# Records for the task start

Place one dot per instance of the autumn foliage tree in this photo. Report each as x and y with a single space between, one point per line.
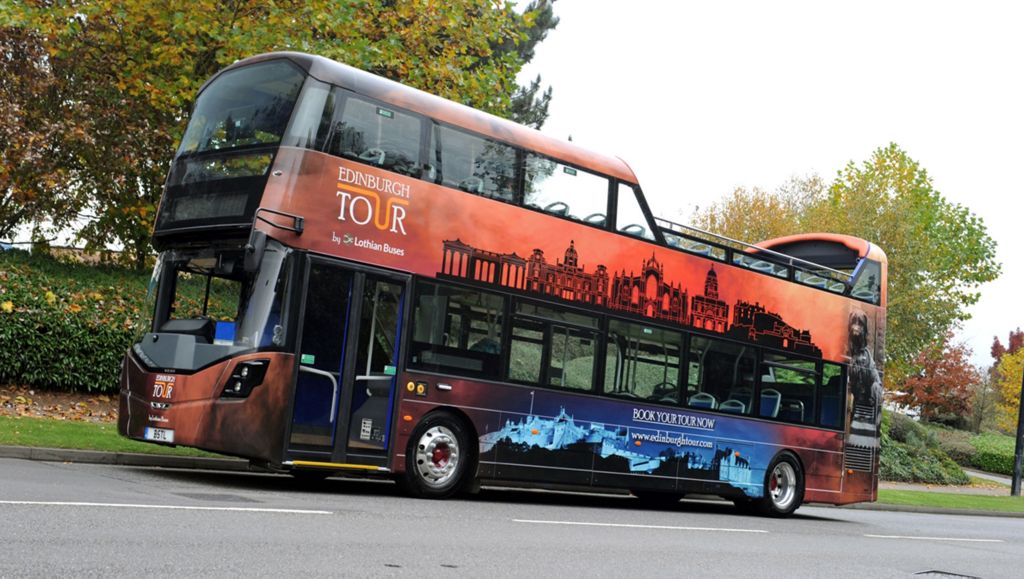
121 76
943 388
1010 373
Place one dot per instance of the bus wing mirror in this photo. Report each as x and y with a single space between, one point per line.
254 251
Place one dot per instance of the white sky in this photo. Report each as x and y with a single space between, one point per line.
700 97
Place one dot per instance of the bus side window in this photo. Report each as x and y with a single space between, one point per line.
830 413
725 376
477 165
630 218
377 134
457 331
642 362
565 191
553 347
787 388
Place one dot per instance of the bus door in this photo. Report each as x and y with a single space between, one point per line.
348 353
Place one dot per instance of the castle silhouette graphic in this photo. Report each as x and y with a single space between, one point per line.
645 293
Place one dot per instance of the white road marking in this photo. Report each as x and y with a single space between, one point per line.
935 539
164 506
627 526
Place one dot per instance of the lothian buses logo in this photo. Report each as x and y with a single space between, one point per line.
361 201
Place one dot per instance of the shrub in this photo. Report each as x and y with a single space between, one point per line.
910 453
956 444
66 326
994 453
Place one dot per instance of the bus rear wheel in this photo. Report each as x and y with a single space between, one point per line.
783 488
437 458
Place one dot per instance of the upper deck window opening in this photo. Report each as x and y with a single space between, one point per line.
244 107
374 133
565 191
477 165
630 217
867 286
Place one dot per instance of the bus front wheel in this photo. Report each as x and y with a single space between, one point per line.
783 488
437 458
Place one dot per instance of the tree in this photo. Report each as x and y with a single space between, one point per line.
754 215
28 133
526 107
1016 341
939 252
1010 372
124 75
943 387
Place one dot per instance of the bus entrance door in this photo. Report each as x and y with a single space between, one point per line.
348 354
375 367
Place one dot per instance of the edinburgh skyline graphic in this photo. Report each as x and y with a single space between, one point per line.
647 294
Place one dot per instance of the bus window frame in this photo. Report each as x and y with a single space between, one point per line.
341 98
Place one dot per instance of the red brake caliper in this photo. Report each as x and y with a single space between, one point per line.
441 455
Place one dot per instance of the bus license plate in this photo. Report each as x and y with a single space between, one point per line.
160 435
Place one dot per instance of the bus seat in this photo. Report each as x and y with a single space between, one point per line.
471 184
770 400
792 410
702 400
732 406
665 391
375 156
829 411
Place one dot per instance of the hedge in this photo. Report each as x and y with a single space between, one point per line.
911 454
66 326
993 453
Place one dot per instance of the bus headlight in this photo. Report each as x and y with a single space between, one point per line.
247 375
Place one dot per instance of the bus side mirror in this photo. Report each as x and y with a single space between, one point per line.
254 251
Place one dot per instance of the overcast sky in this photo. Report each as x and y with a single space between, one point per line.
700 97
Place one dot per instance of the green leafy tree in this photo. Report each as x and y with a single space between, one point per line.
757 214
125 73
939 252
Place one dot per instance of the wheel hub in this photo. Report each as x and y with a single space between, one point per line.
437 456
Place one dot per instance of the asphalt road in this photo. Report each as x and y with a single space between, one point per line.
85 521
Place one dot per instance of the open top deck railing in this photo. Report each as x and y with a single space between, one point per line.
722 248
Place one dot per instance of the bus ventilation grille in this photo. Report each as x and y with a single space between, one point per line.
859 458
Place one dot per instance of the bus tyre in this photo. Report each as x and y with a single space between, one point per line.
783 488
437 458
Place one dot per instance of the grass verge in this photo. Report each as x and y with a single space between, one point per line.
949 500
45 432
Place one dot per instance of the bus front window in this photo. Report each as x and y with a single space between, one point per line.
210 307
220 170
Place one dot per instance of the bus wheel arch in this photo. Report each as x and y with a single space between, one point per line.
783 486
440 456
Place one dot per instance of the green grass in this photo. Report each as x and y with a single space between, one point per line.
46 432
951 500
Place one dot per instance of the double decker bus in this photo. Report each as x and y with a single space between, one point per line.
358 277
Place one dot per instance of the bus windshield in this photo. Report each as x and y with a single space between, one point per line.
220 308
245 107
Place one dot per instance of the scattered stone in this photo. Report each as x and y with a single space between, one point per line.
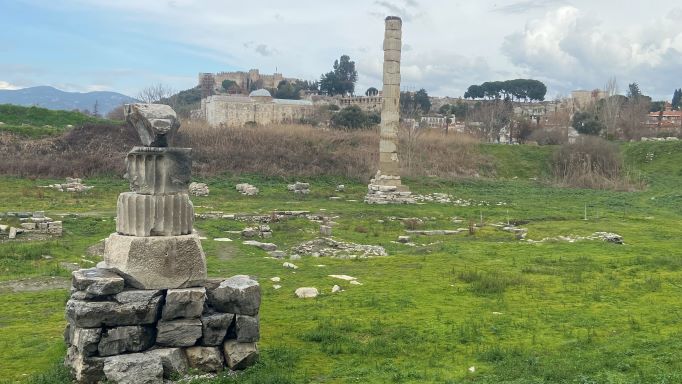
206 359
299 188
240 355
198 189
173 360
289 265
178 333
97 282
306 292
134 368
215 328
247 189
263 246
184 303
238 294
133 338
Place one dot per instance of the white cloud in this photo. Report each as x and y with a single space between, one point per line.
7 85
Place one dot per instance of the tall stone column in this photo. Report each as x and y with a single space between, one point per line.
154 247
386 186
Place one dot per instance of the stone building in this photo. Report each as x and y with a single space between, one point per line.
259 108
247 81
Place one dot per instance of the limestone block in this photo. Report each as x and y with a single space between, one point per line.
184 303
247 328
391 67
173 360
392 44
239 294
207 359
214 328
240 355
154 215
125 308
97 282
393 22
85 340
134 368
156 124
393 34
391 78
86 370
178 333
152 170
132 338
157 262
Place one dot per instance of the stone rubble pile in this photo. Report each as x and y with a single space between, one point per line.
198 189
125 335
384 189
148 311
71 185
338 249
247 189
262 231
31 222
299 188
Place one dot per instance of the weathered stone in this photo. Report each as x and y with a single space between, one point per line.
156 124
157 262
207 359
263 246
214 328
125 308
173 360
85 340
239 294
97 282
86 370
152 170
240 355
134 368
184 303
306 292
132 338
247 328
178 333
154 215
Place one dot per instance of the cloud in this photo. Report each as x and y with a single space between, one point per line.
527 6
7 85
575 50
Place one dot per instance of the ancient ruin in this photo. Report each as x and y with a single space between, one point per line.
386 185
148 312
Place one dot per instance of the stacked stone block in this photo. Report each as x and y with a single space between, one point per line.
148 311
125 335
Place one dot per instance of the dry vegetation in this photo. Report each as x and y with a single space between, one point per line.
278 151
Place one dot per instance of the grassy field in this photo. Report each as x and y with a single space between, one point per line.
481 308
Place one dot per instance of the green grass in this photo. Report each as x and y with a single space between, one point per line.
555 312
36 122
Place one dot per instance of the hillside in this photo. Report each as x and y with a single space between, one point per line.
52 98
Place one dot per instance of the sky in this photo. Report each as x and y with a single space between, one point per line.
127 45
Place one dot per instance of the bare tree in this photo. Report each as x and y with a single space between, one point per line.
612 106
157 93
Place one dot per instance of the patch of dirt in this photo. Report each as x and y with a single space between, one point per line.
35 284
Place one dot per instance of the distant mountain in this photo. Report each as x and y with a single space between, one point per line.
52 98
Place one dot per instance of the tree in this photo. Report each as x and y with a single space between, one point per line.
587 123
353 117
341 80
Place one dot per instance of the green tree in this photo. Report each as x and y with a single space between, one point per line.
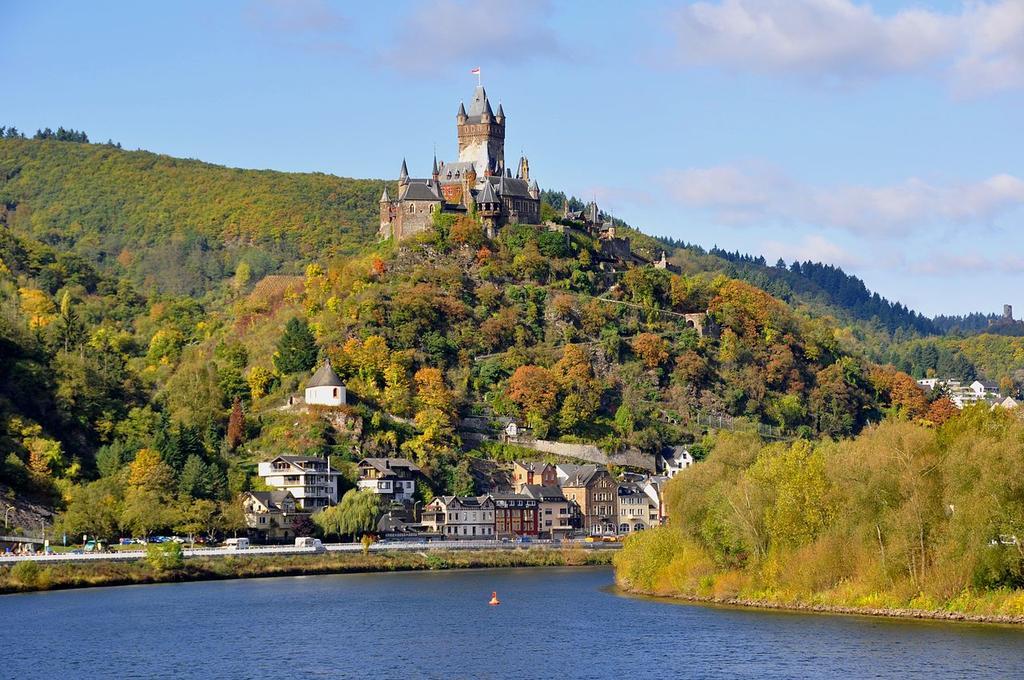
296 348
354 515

# Records for the task end

Can you turn every line of the entries above into a numbered list, skipping any blank lines and leaving the pictures out?

1. Place one dot per instance of the autumn foliage tree in this photo. Report each as x and y with a single space between, one point per line.
2. 121 76
3. 943 388
4. 1010 373
5. Place one dot per instance of the bus wing mirror in this photo. Report each as x and y with a single space between, one point per line.
6. 254 251
7. Place one dot per instance of the white sky in this photo. Report each as x and y with a single space between, one point per line.
8. 700 97
9. Place one dot per instance of the bus side window in this photo. Report each as x and y with a single space between, one point per line.
10. 830 413
11. 725 376
12. 477 165
13. 630 218
14. 377 134
15. 457 331
16. 642 362
17. 565 191
18. 553 347
19. 787 388
20. Place one dot per instance of the bus door in this photo. Report each as x and y with a single space between, one point per line.
21. 348 353
22. Place one dot per instance of the castle silhouette graphic in this photo. Report each as x and y with a single space between, one point per line.
23. 645 293
24. Place one dot per instance of the white road marking in this photo. Report each as x and y with a single space between, one point per line.
25. 935 539
26. 164 506
27. 627 526
28. Place one dot per instance of the lothian buses logo in this photo. Report each as x and y with a single space between, one point per line.
29. 361 201
30. Place one dot per instance of the shrub in this photo. Report each as x and y with a single space between, one point per line.
31. 910 453
32. 956 444
33. 66 326
34. 994 453
35. Place one dot per instance of the bus rear wheel in this photo. Report each as x and y with a single space between, one point per line.
36. 783 488
37. 437 458
38. Place one dot per instance of the upper deck window opening in this photo. Report each as x and y with a single space between, one point per line.
39. 244 107
40. 374 133
41. 565 191
42. 477 165
43. 630 217
44. 867 286
45. Place one dot per instance of the bus front wheel in this photo. Report each as x and y with a single space between, one point per line.
46. 783 488
47. 437 458
48. Place one dot per instance of the tree in this photo. Report each as x and y with a single space between, one point per line.
49. 754 215
50. 28 133
51. 526 107
52. 1016 341
53. 939 252
54. 1010 372
55. 124 75
56. 943 387
57. Place one dot per instance of the bus entrance door in this photo. Report each as x and y with a single space between, one point per line.
58. 348 354
59. 375 367
60. Place one dot per instance of the edinburgh skyline graphic in this photo. Report each as x and y with a single space between, one point per line.
61. 647 294
62. Place one dot per instance of the bus window frame in this photo. Report each as x and y with a single space between, one point per line.
63. 341 98
64. Place one dot per instance of the red brake caliper in this photo. Report each as x and y with a single space between, one point per line.
65. 441 455
66. Place one dot per instance of the bus license plate in this photo. Report each as x and y with a single space between, one point per line.
67. 160 435
68. Place one dot per instance of the bus seat in this photo. Report each as x and y with a single space between, one point per line.
69. 471 184
70. 770 400
71. 792 410
72. 702 400
73. 732 406
74. 665 391
75. 375 156
76. 829 411
77. Place one dot per instance of the hedge in this photo. Report each as x and y with a single space between, one point per line.
78. 911 454
79. 66 326
80. 993 453
81. Place one dot per instance of the bus headlight in this photo. Report each as x and y with a single space between, one point per line.
82. 247 375
83. Place one dot per instance of the bus side mirror in this photo. Report each as x and y with a single space between, one point per line.
84. 254 251
85. Place one dot per instance of the overcast sky in this photo. Report each as x and y with a single space between, one point per line.
86. 700 97
87. Place one dot per instance of the green leafy tree in this photo. Report each as x and y with a single space between, one point per line.
88. 757 214
89. 125 73
90. 939 252
91. Place one dot per instance of the wheel hub in this photo. Report each as x and y with a single space between, one point per line.
92. 437 456
93. Place one dot per instance of the asphalt road in this photo. Report each as x and y with a single space between, one point per line.
94. 85 521
95. Place one dot per instance of the open top deck railing in this photo. Report each as x and y with a single space between, one point per line.
96. 722 248
97. Place one dot per instance of the bus ventilation grille in this photo. Report each as x and y with a single space between, one point per line.
98. 859 458
99. Place one dot per instance of the bus tyre in this photo. Report each as x and y with a single space between, one point per line.
100. 783 488
101. 437 458
102. Place one dot per instance of the grass verge in this photo. Report each as x and y with a single space between, one point per line.
103. 949 500
104. 45 432
105. Place one dot per instance of the bus front window in this photo. Report each as x and y with a single space between, one point per line.
106. 210 307
107. 220 170
108. Place one dot per instance of the bus wheel arch in this photo. Report each as x and y with a single space between, one point per line.
109. 783 486
110. 440 456
111. Place one dot per instance of the green grass in this photo. Report each as x and y with a single space between, one point per line.
112. 46 432
113. 951 500
114. Place one dot per instance of the double decker bus in this photo. Report each as x and y with a single space between, one point per line.
115. 358 277
116. Place one dot per instance of the bus windshield in this photo. Report each as x and y with a single space between, one point per line.
117. 220 308
118. 245 107
119. Place one dot per instance of the scattered stone in this photo. Report each as x and y with a single space between, one point per line.
120. 206 359
121. 299 188
122. 240 355
123. 198 189
124. 173 360
125. 289 265
126. 178 333
127. 97 282
128. 306 292
129. 134 368
130. 215 328
131. 247 189
132. 263 246
133. 184 303
134. 238 294
135. 133 338
136. Place one dot per instance of the white cloud in this photo. Report each as x and y with a single space between, one point per line.
137. 7 85
138. Place one dot per instance of the tall stone column in this photo. Report each as x and y with a single space between, one point per line.
139. 154 247
140. 386 186
141. Place one dot per instance of the stone building in this photo. Report each as x and y with a single space between, one point per line.
142. 259 108
143. 247 81
144. Place one dot per instance of the limestone block in this photo. Report each as x and y with a single space between, one point per line.
145. 184 303
146. 247 328
147. 391 67
148. 173 360
149. 392 44
150. 239 294
151. 207 359
152. 214 328
153. 240 355
154. 154 215
155. 125 308
156. 97 282
157. 393 22
158. 85 340
159. 134 368
160. 156 124
161. 393 34
162. 391 78
163. 86 370
164. 178 333
165. 152 170
166. 132 338
167. 157 262
168. Place one dot per instance of the stone rubble pile in this photo. Report each as x and y with a single space between, one point per line.
169. 198 189
170. 125 335
171. 384 189
172. 148 311
173. 71 185
174. 338 249
175. 247 189
176. 262 231
177. 31 222
178. 299 188
179. Place one dot per instance of the weathered stone in this photo. Report each as x and y with a single space between, one point per line.
180. 156 124
181. 157 262
182. 207 359
183. 263 246
184. 214 328
185. 125 308
186. 173 360
187. 85 340
188. 239 294
189. 97 282
190. 86 370
191. 152 170
192. 240 355
193. 134 368
194. 184 303
195. 306 292
196. 132 338
197. 247 328
198. 178 333
199. 154 215
200. Place one dot per instance of the cloud in this photo. Report each as x and y with a single space between, one point per line.
201. 527 6
202. 7 85
203. 575 50
204. Place one dot per instance of the ancient ruin in this photo. Report each as x and y with a single space between, one point per line.
205. 386 185
206. 148 312
207. Place one dot per instance of the stacked stone block in this photo. Report each as x and y with a single space between, one point per line.
208. 148 311
209. 125 335
210. Place one dot per instance of the dry vegetation in this photo. Report each as x and y with a single space between, one point per line.
211. 278 151
212. Place one dot per instance of the grassy field in this photo. Report each as x and y with a single space between, one point per line.
213. 481 308
214. Place one dot per instance of the green grass in this photo. Report each as x and y with a single space between, one point per line.
215. 555 312
216. 36 122
217. Place one dot per instance of the hillside in this photo. Report each as x and y with a single space between, one point per line.
218. 52 98
219. Place one dot per instance of the sky in this photo. Report each as x and y with a single space between, one point per line.
220. 127 45
221. Place one dot per instance of the bare tree in this photo. Report each as x and y with a single space between, one point per line.
222. 612 106
223. 157 93
224. Place one dot per instance of the patch of dirt in this photo. Report each as x and y with a single space between, one point per line.
225. 35 284
226. Place one dot per instance of the distant mountain in this photo. Report each as x and y with a single space between, one point per line.
227. 52 98
228. Place one dot per instance of the tree in this photo. Report each as x and y with a single space between, one point per line.
229. 587 123
230. 353 117
231. 341 80
232. Place one dot per instance of the green tree in this photo. Report each as x and y with a single space between, one point per line.
233. 296 348
234. 354 515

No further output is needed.